> **Your objective**
Can you recast every one of the entries below as a Markdown table with the columns Row and Entry Line, leaving out blank lines?
# # #
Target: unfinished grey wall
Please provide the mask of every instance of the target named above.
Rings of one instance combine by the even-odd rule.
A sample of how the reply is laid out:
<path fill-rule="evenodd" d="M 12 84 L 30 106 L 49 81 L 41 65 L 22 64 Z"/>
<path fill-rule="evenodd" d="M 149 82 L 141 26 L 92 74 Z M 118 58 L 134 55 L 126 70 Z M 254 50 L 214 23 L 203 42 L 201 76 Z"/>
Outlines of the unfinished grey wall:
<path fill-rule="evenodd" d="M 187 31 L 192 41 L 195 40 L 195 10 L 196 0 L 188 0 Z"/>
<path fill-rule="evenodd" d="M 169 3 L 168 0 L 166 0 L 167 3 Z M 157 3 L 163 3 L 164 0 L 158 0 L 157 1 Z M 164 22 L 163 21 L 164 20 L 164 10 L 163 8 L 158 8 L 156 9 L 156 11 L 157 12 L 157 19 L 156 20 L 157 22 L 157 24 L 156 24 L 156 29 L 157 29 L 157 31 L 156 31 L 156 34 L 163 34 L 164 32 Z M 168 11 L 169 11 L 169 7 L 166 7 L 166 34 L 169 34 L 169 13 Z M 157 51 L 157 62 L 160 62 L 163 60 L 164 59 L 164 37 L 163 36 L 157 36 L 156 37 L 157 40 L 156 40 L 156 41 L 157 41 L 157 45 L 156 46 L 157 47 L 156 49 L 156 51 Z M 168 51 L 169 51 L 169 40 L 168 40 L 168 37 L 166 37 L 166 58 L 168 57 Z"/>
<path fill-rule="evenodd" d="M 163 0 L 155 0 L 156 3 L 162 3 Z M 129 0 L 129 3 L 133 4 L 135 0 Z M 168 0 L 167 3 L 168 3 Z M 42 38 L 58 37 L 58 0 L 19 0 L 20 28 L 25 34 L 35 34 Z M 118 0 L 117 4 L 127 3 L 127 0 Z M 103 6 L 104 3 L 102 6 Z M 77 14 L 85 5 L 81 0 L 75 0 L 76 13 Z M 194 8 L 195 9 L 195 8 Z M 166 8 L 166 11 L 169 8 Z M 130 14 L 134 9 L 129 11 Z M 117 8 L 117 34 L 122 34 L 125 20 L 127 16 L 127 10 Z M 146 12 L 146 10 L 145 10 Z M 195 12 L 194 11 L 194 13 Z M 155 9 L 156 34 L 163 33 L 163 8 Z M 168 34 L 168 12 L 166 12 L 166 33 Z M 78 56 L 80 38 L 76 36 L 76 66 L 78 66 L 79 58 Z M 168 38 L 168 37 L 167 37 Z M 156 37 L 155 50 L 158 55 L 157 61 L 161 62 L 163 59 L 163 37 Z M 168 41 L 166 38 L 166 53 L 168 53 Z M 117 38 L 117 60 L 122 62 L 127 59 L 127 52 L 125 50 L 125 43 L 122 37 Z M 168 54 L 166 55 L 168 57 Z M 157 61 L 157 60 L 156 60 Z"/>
# # #
> **Complete output**
| Row | Entry Line |
|---|---|
| 1 | Target: unfinished grey wall |
| 2 | Please provide the mask of every instance of the target named above. |
| 3 | Rings of one instance combine by the even-odd rule. |
| 4 | A sample of how the reply is laid out: |
| 5 | <path fill-rule="evenodd" d="M 12 84 L 30 106 L 49 81 L 41 65 L 22 64 Z"/> |
| 6 | <path fill-rule="evenodd" d="M 149 82 L 141 26 L 92 74 Z M 118 58 L 134 55 L 126 70 Z M 254 50 L 214 23 L 203 42 L 201 76 Z"/> |
| 7 | Outlines of the unfinished grey wall: |
| 8 | <path fill-rule="evenodd" d="M 187 31 L 192 41 L 195 40 L 195 10 L 196 0 L 188 0 Z"/> |
| 9 | <path fill-rule="evenodd" d="M 169 3 L 168 0 L 166 0 L 167 3 Z M 157 3 L 163 3 L 164 0 L 158 0 L 157 1 Z M 164 22 L 163 21 L 164 20 L 164 10 L 163 8 L 158 8 L 156 9 L 156 11 L 157 12 L 157 19 L 156 20 L 157 22 L 157 24 L 156 24 L 156 29 L 157 29 L 157 31 L 156 31 L 156 34 L 163 34 L 164 32 Z M 168 11 L 169 11 L 169 7 L 166 7 L 166 34 L 169 34 L 169 13 Z M 157 51 L 157 62 L 160 62 L 163 60 L 164 59 L 164 37 L 163 36 L 157 36 L 156 37 L 157 40 L 156 40 L 156 41 L 157 41 L 157 45 L 156 46 L 157 47 L 156 49 L 156 51 Z M 168 51 L 169 51 L 169 40 L 168 40 L 168 37 L 166 37 L 166 58 L 168 57 Z"/> |
| 10 | <path fill-rule="evenodd" d="M 163 0 L 155 0 L 156 3 L 162 3 Z M 129 0 L 129 3 L 133 4 L 135 0 Z M 168 0 L 167 3 L 168 3 Z M 42 38 L 58 37 L 58 0 L 19 0 L 20 28 L 25 34 L 35 34 Z M 118 0 L 117 4 L 127 3 L 127 0 Z M 103 6 L 104 3 L 102 6 Z M 77 14 L 85 5 L 81 0 L 75 0 L 76 13 Z M 194 8 L 195 9 L 195 8 Z M 166 8 L 166 11 L 169 8 Z M 130 14 L 134 9 L 129 11 Z M 117 8 L 117 34 L 122 34 L 125 20 L 127 16 L 127 10 Z M 146 12 L 146 10 L 145 10 Z M 195 12 L 194 11 L 194 13 Z M 155 9 L 156 34 L 163 33 L 163 8 Z M 168 34 L 168 12 L 166 12 L 166 33 Z M 78 56 L 80 38 L 76 36 L 76 66 L 78 66 L 79 58 Z M 168 38 L 168 37 L 167 37 Z M 156 37 L 155 50 L 158 55 L 157 61 L 161 62 L 163 59 L 163 37 Z M 168 41 L 166 38 L 166 53 L 168 53 Z M 117 38 L 117 60 L 122 62 L 127 59 L 127 52 L 125 50 L 125 43 L 122 37 Z M 168 54 L 166 55 L 168 57 Z M 157 61 L 157 60 L 156 60 Z"/> |